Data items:
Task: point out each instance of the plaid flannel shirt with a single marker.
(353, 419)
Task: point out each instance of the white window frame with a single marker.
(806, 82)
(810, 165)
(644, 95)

WHAT TO DO: Write the data out again. Match it word for word.

SOLUTION TO THIS PROBLEM:
Task: point out each instance of the plaid flannel shirt with a single marker.
(353, 419)
Task: point out each instance of the white window frame with a single marker.
(806, 82)
(810, 165)
(644, 95)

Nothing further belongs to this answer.